++++ DATA FOR THE TASK ++++

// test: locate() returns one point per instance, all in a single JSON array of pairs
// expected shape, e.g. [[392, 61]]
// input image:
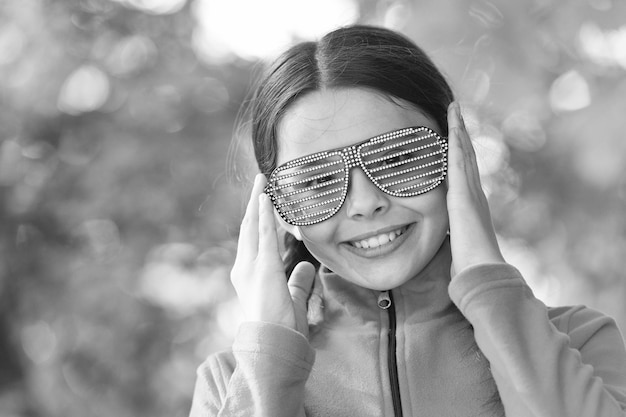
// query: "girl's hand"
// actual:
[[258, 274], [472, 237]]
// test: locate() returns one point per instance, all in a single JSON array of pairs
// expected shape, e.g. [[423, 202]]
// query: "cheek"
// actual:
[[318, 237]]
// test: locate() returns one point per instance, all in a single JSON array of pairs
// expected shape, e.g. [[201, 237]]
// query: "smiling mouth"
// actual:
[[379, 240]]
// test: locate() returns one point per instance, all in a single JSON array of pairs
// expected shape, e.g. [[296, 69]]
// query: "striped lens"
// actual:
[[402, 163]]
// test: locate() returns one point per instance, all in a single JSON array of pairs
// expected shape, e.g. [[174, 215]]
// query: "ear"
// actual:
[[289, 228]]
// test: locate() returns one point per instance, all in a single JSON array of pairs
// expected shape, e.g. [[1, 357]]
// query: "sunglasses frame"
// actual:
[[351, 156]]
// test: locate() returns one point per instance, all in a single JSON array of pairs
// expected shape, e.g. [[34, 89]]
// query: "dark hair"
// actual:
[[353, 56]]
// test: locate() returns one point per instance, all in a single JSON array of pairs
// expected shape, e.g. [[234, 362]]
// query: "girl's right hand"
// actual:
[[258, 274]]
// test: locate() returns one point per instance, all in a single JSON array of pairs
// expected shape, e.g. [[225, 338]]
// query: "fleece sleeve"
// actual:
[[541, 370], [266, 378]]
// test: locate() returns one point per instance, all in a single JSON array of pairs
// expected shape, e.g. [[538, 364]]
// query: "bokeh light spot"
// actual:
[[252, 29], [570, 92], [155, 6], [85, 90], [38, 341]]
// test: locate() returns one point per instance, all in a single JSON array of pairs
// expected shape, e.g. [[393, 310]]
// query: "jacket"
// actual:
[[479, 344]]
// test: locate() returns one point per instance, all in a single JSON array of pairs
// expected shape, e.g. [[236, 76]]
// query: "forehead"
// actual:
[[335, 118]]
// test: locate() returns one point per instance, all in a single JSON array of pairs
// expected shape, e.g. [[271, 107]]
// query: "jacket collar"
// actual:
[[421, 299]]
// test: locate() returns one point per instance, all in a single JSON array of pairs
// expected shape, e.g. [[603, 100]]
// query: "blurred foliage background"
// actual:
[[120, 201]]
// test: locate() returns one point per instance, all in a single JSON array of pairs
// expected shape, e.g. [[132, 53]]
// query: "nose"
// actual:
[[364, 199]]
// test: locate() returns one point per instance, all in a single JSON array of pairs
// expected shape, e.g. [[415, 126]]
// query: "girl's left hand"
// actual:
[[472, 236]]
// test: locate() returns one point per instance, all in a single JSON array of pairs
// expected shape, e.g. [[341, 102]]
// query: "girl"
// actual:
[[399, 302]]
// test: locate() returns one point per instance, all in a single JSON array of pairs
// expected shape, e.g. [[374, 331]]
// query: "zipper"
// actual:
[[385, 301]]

++++

AIM OF THE TASK - Lay out every line of the records above as a Markdown table with the columns No. and Text, numbering the rows and omitting blank lines. Omit the pictures.

THE OUTPUT -
| No. | Text |
|---|---|
| 1 | // test: locate() returns one point per instance, all in a single JSON array of pairs |
| 2 | // expected shape, e.g. [[392, 61]] |
| 3 | // input image: |
| 4 | // query: "girl's hand" |
| 5 | // actual: |
| 6 | [[258, 274], [472, 237]] |
| 7 | // test: locate() returns one point per instance, all in a single JSON array of pairs |
| 8 | // expected shape, e.g. [[423, 202]] |
| 9 | // query: "cheek" |
| 10 | // actual: |
| 11 | [[318, 237]] |
| 12 | // test: locate() returns one point per instance, all in a single JSON array of pairs |
| 13 | // expected shape, e.g. [[201, 237]] |
| 14 | // query: "smiling mouth" |
| 15 | // actual: |
| 16 | [[379, 240]] |
| 17 | // test: locate() returns one point per instance, all in a single JSON array of pairs |
| 18 | // expected shape, e.g. [[296, 69]] |
| 19 | // query: "striped lens" |
| 20 | // actual: |
| 21 | [[402, 163]] |
| 22 | // test: locate() returns one point per instance, all in a single JSON array of pairs |
| 23 | // expected shape, e.g. [[174, 215]] |
| 24 | // query: "ear" |
| 25 | // actual: |
| 26 | [[289, 228]] |
| 27 | // test: locate() returns one point per instance, all in a single JSON array of pairs |
| 28 | // expected shape, e.g. [[1, 357]] |
| 29 | // query: "sunglasses frame" |
| 30 | // actual: |
| 31 | [[351, 156]] |
| 32 | // test: locate() returns one point per instance, all in a single JSON array of pairs |
| 33 | // expected shape, e.g. [[34, 89]] |
| 34 | // query: "dark hair" |
| 35 | // actual: |
| 36 | [[353, 56]] |
| 37 | // test: locate() returns one point per instance, all in a single JSON array of pairs |
| 38 | // expected shape, e.g. [[234, 362]] |
| 39 | // query: "girl's right hand" |
| 40 | // actual: |
| 41 | [[258, 274]] |
| 42 | // test: locate() returns one point per instance, all in a single JSON array of pairs |
| 43 | // expected shape, e.g. [[225, 338]] |
| 44 | // query: "fleece sleeve" |
| 45 | // actual: |
| 46 | [[541, 370], [266, 378]] |
| 47 | // test: locate() returns one point per instance, all in a single JSON array of pairs |
| 48 | // expected shape, e.g. [[538, 364]] |
| 49 | // query: "bokeh light spot" |
| 50 | // actual: |
| 51 | [[252, 29], [570, 92], [155, 6], [85, 90], [38, 341]] |
| 52 | // test: locate() returns one point per instance, all in a single JSON array of pairs |
| 53 | // expected shape, e.g. [[393, 310]] |
| 54 | // query: "jacket" |
| 55 | // actual: |
| 56 | [[479, 344]] |
| 57 | // test: locate() returns one point per instance, all in a single JSON array of pairs |
| 58 | // expected shape, e.g. [[236, 76]] |
| 59 | // query: "forehead" |
| 60 | // actual: |
| 61 | [[335, 118]] |
| 62 | // test: locate() returns one point per instance, all in a single JSON array of pairs |
| 63 | // expected shape, e.g. [[271, 107]] |
| 64 | // query: "jacket collar" |
| 65 | // actual: |
| 66 | [[421, 299]] |
| 67 | // test: locate() returns one point per instance, all in a single JSON array of pairs |
| 68 | // expected shape, e.g. [[603, 100]] |
| 69 | // query: "blurred foliage background" |
| 70 | // actual: |
| 71 | [[120, 201]] |
| 72 | // test: locate() returns one point per instance, all in a single JSON array of pairs |
| 73 | // expected shape, e.g. [[132, 53]] |
| 74 | // query: "nose" |
| 75 | // actual: |
| 76 | [[364, 199]] |
| 77 | // test: locate() returns one point per instance, all in a single JSON array of pairs |
| 78 | // expected shape, e.g. [[415, 126]] |
| 79 | // query: "girl's left hand" |
| 80 | // actual: |
| 81 | [[472, 236]] |
| 82 | // test: locate() returns one point per instance, all in a single JSON array of pairs |
| 83 | // expected shape, e.g. [[341, 102]] |
| 84 | // query: "girl" |
| 85 | // actual: |
| 86 | [[399, 302]] |
| 87 | // test: locate() returns one point per instance, all in a single JSON array of pairs |
| 88 | // expected shape, e.g. [[374, 331]] |
| 89 | // query: "zipper" |
| 90 | // actual: |
| 91 | [[385, 301]] |